SHORT PROBLEM
Select every line in the items that contains the word "dirty", matching case exactly.

(Dataset rows)
* * *

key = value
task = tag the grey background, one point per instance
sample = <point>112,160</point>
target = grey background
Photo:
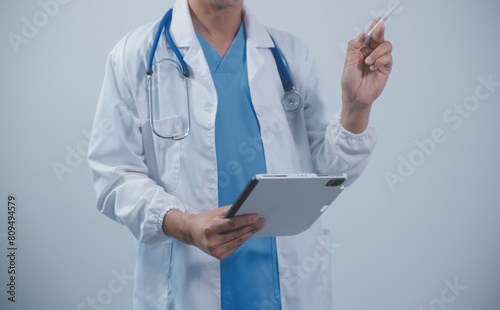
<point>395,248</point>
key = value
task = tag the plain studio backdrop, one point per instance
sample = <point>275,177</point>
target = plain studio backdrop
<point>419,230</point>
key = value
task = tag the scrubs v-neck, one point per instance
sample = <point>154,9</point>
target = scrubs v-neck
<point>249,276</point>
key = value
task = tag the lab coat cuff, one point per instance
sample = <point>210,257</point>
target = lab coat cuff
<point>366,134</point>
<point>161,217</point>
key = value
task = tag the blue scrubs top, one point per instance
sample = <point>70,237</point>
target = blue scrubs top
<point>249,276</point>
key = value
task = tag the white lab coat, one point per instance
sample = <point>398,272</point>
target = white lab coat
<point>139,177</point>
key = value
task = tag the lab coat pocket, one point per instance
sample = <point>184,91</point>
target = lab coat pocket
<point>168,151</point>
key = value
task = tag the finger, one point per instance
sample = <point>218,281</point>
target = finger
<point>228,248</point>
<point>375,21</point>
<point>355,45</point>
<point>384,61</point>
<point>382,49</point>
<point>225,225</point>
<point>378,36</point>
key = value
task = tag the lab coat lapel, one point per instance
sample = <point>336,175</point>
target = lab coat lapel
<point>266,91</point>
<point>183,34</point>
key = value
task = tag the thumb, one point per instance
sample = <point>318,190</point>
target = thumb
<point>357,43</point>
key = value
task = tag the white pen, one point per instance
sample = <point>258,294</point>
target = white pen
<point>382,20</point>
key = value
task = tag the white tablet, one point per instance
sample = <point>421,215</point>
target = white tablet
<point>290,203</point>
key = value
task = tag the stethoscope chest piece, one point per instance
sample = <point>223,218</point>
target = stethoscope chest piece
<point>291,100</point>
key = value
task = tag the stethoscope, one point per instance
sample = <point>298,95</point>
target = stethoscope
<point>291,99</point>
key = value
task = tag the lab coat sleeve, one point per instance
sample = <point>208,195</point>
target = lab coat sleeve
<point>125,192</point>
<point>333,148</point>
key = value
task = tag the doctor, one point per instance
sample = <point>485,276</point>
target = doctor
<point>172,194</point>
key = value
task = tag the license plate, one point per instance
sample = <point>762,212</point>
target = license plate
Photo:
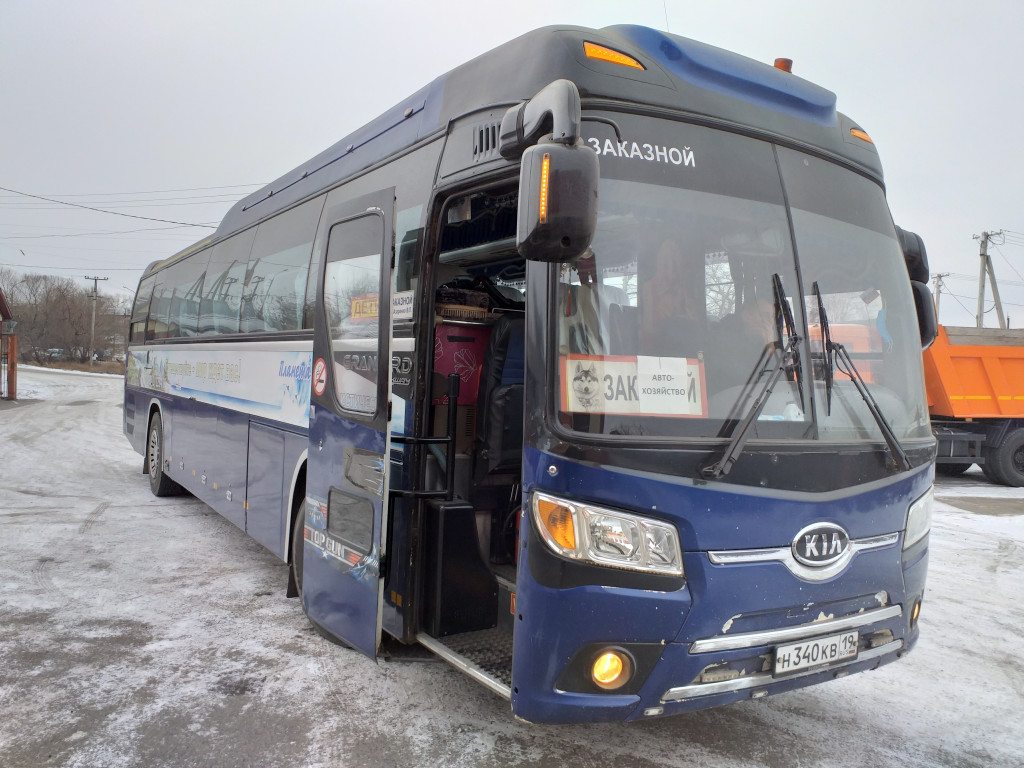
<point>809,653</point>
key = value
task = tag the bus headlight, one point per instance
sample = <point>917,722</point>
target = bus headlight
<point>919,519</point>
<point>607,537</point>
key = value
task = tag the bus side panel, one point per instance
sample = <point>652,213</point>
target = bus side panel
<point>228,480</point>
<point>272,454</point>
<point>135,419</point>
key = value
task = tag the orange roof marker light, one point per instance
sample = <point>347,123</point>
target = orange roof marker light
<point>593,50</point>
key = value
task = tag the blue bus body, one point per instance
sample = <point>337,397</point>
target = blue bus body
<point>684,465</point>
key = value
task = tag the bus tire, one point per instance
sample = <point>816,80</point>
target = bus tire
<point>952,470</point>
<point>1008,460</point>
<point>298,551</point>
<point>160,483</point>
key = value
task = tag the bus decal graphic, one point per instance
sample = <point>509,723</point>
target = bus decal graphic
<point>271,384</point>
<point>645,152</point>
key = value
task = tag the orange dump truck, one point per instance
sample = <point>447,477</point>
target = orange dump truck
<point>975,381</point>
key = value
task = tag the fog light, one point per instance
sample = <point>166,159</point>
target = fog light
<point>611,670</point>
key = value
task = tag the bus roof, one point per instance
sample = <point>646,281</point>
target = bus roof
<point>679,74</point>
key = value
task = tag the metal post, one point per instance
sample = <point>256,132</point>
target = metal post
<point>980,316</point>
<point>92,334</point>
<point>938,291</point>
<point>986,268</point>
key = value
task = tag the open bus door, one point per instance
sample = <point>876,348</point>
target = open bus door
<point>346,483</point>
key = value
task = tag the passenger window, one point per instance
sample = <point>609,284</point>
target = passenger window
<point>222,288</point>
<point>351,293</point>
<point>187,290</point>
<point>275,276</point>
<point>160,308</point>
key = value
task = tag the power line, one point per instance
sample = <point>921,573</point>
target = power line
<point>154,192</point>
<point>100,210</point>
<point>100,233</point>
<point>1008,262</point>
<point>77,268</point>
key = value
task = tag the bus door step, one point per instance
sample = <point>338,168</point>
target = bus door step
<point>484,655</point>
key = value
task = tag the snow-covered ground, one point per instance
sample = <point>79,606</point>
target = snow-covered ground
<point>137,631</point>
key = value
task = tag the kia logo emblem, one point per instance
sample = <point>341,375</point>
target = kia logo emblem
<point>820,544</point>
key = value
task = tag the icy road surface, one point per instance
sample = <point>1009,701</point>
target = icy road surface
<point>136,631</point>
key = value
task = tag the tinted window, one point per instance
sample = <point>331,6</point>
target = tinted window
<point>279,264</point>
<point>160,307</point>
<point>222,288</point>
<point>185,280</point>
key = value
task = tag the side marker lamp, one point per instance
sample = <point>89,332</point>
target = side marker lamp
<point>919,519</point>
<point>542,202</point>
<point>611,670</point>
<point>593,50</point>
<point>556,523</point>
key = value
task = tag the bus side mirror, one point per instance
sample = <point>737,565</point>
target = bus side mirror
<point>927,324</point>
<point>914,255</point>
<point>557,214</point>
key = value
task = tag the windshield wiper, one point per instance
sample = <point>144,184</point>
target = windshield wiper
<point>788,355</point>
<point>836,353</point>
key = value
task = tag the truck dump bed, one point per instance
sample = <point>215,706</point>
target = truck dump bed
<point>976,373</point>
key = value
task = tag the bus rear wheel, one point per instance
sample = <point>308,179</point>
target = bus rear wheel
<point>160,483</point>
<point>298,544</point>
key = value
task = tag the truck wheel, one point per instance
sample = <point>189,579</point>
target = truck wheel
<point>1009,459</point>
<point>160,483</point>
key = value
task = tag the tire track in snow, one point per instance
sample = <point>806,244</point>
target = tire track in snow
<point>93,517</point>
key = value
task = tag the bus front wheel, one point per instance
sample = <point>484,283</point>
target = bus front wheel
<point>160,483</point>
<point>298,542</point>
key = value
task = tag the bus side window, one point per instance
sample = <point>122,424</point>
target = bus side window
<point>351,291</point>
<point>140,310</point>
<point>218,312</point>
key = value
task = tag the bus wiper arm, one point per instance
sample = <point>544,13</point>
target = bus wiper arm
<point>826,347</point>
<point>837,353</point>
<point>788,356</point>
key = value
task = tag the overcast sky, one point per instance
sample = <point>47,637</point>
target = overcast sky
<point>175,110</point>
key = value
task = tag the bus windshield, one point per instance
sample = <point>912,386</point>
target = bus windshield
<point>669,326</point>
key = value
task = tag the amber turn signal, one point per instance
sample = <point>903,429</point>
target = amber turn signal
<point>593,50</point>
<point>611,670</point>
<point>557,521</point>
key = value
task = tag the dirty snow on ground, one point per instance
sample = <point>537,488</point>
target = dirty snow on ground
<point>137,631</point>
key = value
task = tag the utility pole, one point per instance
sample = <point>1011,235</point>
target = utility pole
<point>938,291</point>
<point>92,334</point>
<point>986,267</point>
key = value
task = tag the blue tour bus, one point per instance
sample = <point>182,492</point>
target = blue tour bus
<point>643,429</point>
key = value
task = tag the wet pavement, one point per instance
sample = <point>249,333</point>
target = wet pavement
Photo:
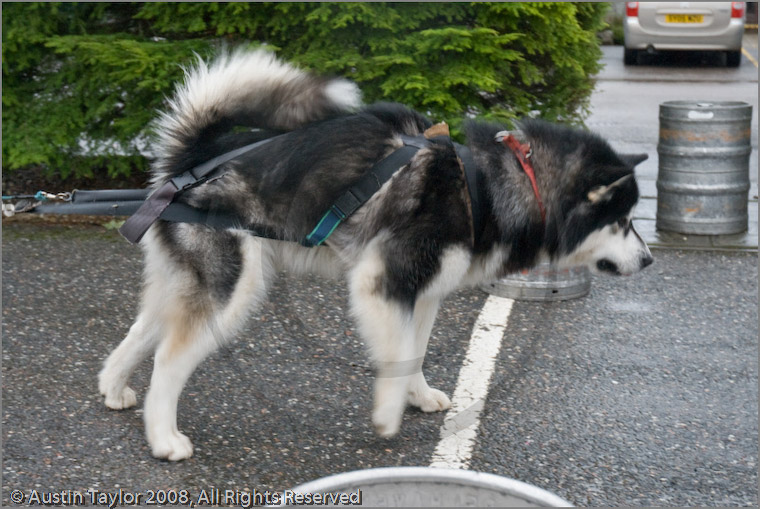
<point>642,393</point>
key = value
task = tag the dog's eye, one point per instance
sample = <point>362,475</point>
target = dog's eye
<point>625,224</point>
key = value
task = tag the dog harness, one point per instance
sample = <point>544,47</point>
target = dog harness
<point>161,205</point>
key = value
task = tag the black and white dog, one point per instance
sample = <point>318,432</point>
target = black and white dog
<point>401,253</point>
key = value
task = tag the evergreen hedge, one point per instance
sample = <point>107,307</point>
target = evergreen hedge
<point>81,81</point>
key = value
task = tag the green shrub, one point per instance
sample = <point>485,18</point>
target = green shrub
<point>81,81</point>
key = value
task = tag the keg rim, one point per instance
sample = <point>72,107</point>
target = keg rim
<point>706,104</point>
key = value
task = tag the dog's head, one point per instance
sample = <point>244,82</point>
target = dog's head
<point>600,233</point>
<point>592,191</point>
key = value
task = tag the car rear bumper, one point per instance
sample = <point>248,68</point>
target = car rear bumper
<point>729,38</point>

* * *

FULL ANSWER
task = tag the dirty snow on ground, one point per instance
target = dirty snow on ground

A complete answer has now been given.